Top of THE DATA
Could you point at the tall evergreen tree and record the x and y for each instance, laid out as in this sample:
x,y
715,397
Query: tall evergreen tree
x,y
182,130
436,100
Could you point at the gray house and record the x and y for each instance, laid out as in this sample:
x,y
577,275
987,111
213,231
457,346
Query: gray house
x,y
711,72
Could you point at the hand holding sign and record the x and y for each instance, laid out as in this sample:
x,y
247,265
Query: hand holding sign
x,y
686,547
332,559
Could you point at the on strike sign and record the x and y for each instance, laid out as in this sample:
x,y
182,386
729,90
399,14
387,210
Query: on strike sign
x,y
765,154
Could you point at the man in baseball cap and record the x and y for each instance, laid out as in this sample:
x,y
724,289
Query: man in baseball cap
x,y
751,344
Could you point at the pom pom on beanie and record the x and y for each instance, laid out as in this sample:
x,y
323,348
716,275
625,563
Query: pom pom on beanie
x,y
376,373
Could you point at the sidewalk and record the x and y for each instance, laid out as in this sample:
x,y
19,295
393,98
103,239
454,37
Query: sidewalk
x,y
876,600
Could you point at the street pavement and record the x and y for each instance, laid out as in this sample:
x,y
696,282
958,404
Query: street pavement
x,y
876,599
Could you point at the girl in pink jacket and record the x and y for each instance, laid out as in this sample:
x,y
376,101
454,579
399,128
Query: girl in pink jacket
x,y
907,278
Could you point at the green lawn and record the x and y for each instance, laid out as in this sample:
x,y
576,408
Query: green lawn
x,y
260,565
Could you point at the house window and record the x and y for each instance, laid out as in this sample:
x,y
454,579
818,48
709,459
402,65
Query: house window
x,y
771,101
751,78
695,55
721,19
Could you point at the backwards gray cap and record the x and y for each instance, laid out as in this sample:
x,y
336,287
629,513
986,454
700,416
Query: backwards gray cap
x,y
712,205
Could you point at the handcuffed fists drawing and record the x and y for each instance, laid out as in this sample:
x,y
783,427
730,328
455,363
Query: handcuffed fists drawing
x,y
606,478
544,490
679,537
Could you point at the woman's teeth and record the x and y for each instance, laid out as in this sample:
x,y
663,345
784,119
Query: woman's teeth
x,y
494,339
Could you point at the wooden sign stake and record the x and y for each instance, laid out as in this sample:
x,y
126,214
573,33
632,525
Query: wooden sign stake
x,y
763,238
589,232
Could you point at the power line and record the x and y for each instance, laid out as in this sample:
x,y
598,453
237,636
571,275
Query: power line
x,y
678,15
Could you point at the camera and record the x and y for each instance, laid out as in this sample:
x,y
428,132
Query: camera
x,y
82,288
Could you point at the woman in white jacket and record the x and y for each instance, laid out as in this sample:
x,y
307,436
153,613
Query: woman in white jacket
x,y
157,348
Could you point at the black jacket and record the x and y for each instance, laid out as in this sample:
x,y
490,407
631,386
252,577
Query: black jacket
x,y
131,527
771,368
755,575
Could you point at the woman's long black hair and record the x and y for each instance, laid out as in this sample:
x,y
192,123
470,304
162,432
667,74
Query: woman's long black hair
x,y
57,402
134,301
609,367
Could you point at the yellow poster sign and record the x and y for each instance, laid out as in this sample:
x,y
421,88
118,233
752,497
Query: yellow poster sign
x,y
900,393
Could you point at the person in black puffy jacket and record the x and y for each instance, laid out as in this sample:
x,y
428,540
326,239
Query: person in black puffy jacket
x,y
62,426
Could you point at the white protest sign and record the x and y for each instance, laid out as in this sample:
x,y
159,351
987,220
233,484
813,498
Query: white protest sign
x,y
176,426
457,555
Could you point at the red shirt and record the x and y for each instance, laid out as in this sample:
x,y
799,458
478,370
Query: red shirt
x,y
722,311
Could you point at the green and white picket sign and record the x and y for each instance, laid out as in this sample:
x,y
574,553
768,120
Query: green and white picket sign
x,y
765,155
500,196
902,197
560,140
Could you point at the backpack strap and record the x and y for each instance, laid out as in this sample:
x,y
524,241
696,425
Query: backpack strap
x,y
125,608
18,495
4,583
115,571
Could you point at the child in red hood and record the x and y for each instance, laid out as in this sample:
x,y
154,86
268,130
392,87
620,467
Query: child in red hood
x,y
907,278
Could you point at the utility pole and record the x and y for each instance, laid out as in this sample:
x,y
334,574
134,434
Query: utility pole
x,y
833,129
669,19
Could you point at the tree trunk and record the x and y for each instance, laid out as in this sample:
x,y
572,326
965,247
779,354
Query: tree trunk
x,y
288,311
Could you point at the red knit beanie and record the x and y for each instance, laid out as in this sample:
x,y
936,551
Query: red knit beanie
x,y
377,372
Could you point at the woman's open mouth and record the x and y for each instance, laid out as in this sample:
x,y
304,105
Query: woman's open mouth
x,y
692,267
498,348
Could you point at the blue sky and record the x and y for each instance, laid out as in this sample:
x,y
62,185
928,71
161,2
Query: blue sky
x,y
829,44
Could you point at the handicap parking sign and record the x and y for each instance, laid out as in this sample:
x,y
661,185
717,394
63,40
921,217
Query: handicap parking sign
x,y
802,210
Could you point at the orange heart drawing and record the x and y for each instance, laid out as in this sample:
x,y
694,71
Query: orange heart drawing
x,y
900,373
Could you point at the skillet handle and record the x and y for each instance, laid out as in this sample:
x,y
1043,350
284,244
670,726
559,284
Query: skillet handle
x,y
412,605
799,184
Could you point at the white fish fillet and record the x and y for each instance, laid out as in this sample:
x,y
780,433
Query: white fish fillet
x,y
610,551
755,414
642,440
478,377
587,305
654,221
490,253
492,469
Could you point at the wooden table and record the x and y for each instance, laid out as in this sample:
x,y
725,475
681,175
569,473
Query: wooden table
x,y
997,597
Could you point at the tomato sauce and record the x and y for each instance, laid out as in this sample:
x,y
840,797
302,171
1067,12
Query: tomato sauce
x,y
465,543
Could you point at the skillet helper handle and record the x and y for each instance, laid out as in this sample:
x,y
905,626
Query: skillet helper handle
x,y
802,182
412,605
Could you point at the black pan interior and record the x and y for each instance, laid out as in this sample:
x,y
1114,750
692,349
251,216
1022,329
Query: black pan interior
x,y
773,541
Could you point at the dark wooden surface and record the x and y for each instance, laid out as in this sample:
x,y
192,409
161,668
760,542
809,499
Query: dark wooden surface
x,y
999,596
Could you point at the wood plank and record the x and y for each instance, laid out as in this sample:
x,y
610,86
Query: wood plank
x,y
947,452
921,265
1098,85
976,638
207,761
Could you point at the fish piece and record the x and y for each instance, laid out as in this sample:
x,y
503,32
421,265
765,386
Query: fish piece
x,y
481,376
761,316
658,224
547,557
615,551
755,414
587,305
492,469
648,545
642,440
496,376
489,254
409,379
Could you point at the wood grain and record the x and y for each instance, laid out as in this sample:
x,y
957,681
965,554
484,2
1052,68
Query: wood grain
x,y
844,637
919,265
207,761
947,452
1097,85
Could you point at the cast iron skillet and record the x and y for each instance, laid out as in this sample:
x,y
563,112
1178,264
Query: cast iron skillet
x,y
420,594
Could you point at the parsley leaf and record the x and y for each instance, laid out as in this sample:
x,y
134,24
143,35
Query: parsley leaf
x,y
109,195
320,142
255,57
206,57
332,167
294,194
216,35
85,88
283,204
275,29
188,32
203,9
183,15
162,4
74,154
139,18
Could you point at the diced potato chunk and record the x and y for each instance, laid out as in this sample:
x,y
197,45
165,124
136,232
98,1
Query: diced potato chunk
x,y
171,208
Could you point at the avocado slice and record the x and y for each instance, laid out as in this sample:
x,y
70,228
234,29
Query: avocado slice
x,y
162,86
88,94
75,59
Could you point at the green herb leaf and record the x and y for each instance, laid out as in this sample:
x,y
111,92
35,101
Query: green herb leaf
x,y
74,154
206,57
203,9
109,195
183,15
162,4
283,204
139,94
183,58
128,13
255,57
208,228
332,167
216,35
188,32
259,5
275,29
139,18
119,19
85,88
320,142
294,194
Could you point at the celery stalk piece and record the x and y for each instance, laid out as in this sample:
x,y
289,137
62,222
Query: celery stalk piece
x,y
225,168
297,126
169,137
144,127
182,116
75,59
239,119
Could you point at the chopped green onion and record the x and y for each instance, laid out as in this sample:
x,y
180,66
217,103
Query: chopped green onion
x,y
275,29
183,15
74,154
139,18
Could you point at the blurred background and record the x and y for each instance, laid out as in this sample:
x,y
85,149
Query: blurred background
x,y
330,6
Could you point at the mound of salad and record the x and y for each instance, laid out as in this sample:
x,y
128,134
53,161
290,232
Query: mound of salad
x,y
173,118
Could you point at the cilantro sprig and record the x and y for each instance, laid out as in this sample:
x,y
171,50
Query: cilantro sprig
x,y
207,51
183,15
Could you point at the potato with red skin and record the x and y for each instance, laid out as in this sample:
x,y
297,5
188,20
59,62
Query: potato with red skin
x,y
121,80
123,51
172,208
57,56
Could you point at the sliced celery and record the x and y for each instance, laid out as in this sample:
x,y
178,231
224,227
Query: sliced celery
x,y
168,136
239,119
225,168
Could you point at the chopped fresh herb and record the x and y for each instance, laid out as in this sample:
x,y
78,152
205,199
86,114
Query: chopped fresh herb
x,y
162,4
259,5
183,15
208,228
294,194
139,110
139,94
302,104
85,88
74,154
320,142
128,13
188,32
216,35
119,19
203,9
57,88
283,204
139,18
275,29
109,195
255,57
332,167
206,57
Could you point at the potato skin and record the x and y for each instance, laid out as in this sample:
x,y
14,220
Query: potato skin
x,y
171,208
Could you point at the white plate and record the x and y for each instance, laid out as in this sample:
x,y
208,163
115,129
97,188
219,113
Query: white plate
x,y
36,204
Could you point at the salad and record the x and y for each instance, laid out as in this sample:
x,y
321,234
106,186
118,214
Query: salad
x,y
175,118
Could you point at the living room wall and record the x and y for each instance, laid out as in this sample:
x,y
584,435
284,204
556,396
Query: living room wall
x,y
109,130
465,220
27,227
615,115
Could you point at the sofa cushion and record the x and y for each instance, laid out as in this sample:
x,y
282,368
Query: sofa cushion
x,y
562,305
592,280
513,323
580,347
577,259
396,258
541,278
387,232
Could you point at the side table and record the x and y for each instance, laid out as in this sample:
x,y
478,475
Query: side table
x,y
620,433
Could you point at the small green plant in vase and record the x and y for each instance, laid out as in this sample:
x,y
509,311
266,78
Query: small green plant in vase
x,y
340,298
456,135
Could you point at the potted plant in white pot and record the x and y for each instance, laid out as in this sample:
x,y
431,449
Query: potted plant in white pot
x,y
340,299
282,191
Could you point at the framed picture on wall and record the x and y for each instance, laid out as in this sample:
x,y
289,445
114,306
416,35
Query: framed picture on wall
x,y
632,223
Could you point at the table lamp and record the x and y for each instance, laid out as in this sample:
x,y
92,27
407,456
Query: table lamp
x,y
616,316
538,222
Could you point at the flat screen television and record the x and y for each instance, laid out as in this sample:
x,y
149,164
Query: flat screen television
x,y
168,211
Bottom of THE DATA
Only the lines from the one containing "Query: framed picture on wall" through the last line of the entries above should be copied, exactly as written.

Query: framed picture on wall
x,y
632,223
Could you point at the table lamp and record the x and y for each instance, laid out as in this sample:
x,y
92,27
407,456
Query: table lamp
x,y
616,316
538,222
Could you point at the flat screen television and record the x and y for each instance, laid out as in this sample:
x,y
149,164
Query: flat screen television
x,y
168,211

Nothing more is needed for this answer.